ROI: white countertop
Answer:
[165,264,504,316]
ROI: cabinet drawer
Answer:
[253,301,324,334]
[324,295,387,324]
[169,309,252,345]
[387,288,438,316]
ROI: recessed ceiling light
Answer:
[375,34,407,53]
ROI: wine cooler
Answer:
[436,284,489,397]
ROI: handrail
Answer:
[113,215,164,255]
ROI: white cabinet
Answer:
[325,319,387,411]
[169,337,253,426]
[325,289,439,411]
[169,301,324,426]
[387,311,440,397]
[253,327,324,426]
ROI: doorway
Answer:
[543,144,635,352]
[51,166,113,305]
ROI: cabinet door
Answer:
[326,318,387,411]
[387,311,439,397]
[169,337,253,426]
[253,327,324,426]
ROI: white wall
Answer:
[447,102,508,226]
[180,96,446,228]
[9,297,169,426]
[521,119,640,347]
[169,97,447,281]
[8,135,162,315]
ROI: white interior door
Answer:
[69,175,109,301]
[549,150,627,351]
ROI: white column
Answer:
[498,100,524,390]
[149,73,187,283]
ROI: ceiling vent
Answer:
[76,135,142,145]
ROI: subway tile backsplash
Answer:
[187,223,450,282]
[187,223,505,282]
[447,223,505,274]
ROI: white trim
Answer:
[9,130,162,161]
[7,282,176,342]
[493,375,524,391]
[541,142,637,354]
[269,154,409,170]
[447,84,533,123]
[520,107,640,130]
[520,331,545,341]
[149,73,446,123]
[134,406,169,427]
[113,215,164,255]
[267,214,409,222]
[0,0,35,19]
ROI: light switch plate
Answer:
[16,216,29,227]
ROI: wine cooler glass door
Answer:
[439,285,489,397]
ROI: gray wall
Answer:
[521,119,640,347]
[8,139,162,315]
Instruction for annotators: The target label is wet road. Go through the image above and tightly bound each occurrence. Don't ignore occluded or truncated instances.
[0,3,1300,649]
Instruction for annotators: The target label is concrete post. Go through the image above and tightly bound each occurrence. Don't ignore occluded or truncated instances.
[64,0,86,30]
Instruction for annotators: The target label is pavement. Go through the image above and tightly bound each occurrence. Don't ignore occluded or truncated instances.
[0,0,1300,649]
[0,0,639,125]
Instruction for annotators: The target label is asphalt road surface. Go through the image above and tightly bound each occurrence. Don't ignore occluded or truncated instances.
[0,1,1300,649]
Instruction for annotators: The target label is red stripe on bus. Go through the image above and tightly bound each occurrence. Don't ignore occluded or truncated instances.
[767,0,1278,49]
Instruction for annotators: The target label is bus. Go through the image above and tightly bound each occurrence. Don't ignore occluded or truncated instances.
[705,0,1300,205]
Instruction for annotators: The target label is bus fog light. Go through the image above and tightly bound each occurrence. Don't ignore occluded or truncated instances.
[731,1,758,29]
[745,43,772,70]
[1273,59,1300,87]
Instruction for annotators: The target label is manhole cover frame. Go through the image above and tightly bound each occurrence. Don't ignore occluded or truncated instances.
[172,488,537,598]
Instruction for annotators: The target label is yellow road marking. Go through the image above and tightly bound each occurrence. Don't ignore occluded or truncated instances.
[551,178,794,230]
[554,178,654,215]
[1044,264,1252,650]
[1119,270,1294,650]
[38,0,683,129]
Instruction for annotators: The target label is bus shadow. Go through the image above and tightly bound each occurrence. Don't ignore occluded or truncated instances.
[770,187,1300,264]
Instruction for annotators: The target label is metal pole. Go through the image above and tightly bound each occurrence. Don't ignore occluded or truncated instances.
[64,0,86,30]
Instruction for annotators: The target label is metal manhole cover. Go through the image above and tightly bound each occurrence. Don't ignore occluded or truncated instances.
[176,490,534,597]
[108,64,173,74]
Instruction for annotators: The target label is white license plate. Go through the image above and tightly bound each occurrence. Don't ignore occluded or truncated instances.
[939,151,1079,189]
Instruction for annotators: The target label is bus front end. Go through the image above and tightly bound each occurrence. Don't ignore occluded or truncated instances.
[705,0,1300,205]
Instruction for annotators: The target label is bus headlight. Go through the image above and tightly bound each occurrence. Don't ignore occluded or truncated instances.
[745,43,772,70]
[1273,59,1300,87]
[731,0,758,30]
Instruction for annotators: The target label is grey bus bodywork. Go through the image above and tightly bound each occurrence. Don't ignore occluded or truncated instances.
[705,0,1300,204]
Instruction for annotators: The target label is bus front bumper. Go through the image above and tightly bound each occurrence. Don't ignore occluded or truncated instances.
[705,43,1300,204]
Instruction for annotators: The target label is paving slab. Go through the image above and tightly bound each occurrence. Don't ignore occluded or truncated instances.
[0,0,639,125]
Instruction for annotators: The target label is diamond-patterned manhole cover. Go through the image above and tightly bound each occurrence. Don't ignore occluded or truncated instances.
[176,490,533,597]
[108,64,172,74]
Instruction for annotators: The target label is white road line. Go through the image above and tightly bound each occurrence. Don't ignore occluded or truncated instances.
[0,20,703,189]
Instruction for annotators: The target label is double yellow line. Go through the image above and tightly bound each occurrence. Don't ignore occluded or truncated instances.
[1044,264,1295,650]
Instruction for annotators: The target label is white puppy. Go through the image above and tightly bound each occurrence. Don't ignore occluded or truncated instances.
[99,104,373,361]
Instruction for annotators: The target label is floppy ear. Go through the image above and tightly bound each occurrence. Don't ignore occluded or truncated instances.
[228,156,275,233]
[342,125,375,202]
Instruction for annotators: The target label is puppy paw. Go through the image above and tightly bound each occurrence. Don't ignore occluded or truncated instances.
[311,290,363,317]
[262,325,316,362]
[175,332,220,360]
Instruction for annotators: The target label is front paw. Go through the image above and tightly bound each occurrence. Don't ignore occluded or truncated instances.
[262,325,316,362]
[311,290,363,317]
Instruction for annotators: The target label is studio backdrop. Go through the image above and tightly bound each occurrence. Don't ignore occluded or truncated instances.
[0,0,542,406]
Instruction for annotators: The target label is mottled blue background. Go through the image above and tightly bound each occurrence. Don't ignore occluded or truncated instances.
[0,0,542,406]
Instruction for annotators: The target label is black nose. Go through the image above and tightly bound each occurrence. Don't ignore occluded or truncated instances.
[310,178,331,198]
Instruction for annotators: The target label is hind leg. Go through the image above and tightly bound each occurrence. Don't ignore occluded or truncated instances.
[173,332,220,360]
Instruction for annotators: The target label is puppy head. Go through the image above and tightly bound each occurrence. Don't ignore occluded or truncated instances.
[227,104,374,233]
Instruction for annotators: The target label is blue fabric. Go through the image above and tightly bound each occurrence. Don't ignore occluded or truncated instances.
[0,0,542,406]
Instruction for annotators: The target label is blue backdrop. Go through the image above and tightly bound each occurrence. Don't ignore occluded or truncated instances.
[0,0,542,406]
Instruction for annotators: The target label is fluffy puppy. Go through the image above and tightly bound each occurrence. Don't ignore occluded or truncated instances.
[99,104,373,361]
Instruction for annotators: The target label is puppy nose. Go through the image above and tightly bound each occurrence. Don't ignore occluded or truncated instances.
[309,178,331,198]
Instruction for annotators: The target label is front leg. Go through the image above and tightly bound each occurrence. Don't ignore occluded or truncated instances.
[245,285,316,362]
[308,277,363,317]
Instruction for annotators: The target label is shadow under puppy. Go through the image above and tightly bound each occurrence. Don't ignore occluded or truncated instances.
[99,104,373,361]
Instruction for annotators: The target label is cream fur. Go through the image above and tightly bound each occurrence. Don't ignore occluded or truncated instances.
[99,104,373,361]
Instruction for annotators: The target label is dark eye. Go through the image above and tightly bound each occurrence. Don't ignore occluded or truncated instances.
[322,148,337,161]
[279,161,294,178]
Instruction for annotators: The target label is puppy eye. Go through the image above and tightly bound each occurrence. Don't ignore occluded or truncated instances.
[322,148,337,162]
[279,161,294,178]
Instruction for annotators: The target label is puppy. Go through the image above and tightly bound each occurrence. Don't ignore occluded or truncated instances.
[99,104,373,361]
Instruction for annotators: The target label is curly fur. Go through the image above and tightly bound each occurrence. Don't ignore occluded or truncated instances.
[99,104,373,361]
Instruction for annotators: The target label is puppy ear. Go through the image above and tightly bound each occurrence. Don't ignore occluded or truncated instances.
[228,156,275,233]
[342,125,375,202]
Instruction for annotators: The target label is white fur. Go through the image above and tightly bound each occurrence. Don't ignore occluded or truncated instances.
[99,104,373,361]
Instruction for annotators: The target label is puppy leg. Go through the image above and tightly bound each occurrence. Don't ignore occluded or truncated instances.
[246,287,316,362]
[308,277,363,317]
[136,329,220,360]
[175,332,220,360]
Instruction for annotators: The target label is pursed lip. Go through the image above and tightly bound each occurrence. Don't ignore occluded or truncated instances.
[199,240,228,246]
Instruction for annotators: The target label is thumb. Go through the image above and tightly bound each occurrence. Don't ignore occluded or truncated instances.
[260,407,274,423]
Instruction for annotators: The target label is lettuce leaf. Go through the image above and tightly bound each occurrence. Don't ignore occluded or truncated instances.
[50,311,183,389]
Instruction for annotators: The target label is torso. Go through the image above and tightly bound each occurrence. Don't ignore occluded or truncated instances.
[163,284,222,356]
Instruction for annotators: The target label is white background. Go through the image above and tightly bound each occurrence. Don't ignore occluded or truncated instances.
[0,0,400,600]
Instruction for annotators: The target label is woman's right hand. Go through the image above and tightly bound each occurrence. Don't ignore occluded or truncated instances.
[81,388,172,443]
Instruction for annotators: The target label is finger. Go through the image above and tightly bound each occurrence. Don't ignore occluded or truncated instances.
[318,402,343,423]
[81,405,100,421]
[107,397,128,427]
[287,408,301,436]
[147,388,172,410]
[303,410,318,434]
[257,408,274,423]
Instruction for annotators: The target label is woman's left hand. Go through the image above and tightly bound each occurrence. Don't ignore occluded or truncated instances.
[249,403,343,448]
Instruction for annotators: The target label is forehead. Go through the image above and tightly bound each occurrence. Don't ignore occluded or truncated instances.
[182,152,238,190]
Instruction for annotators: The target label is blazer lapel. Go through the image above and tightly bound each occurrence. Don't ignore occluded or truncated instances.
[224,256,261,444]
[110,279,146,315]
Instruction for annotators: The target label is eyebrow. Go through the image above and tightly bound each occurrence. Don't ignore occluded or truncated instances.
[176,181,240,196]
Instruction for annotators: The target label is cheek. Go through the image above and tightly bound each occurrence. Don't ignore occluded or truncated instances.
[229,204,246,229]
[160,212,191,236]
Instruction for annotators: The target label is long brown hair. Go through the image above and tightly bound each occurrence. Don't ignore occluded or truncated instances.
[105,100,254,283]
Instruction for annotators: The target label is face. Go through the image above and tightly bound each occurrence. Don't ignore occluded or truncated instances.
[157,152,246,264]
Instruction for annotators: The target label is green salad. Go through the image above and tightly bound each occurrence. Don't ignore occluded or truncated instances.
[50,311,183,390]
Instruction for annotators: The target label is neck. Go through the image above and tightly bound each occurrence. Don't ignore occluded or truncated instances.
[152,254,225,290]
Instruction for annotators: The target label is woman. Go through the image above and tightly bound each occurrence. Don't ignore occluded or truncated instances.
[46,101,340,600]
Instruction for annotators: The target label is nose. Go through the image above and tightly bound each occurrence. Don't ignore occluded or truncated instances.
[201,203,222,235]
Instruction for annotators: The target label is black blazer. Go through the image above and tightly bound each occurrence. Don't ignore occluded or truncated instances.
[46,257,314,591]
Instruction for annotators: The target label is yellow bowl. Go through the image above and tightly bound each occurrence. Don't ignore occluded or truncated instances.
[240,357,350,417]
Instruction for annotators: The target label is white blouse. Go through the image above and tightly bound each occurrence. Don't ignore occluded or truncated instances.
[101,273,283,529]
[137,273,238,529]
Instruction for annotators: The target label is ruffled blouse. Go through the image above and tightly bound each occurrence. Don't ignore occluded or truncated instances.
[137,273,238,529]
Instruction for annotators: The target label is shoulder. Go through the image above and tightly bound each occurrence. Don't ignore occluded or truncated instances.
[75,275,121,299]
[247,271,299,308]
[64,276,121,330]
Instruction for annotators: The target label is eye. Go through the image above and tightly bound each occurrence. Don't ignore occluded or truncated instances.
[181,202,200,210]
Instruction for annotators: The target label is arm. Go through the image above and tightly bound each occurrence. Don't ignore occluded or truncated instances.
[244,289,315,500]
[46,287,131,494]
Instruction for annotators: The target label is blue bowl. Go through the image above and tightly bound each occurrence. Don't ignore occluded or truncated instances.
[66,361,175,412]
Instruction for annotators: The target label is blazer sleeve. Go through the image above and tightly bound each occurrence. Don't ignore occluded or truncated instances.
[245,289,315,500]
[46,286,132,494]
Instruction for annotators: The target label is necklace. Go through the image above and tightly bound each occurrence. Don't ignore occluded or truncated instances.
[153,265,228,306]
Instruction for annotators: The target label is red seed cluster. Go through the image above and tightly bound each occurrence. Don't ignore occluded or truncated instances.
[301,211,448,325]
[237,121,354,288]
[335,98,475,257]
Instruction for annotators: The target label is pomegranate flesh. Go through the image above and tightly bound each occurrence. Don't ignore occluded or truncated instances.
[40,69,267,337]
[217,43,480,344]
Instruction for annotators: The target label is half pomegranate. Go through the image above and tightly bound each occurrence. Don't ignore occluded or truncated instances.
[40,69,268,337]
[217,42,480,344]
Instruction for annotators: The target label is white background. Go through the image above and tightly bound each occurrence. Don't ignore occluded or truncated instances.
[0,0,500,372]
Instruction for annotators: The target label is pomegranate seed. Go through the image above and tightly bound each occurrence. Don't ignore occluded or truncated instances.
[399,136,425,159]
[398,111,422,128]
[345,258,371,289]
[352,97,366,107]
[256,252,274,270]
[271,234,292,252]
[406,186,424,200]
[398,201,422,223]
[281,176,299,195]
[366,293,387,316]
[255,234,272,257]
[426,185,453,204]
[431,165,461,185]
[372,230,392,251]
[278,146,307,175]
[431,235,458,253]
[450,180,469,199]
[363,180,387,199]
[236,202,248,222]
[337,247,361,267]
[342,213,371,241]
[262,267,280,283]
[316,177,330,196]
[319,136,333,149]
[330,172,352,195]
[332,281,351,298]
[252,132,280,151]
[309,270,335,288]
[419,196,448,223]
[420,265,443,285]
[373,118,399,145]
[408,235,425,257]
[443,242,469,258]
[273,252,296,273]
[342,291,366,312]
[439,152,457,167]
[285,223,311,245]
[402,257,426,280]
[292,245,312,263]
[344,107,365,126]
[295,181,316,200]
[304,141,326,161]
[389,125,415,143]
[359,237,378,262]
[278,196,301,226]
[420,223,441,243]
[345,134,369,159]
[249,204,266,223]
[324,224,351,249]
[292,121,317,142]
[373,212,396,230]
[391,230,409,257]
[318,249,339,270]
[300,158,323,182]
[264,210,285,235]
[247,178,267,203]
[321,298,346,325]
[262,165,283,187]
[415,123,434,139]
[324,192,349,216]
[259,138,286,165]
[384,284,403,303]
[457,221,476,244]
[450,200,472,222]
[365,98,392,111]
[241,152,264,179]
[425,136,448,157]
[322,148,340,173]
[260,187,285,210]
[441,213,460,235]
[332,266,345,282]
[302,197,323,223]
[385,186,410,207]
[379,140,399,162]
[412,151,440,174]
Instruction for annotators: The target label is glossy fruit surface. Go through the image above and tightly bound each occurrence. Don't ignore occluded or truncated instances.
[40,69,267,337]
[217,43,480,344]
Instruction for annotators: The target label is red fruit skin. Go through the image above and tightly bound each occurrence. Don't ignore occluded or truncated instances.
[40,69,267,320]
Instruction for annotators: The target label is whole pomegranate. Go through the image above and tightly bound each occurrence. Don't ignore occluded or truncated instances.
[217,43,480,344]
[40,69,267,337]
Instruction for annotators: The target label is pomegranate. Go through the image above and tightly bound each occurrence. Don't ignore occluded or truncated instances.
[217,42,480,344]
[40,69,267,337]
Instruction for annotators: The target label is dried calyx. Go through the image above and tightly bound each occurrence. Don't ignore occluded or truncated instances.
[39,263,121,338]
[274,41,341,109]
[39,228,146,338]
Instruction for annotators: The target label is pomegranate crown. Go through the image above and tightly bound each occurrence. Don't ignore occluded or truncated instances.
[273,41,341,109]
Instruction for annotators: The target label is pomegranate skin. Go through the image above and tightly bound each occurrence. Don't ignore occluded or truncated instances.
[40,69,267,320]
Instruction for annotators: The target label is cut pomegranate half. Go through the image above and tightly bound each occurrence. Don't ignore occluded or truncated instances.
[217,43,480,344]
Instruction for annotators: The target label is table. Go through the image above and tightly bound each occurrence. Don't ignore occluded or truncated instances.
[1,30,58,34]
****************
_Task brief:_ In the listing, retype the lines from the line containing "Instruction for annotators: The target label is woman's right" up to and including the line containing "[81,388,172,443]".

_Answer to this exercise:_
Instruction for annotators: The target label is woman's right hand. Go through the image above and tightly bound each occurrence. Don't ignore occluded or truncated instances.
[81,388,172,443]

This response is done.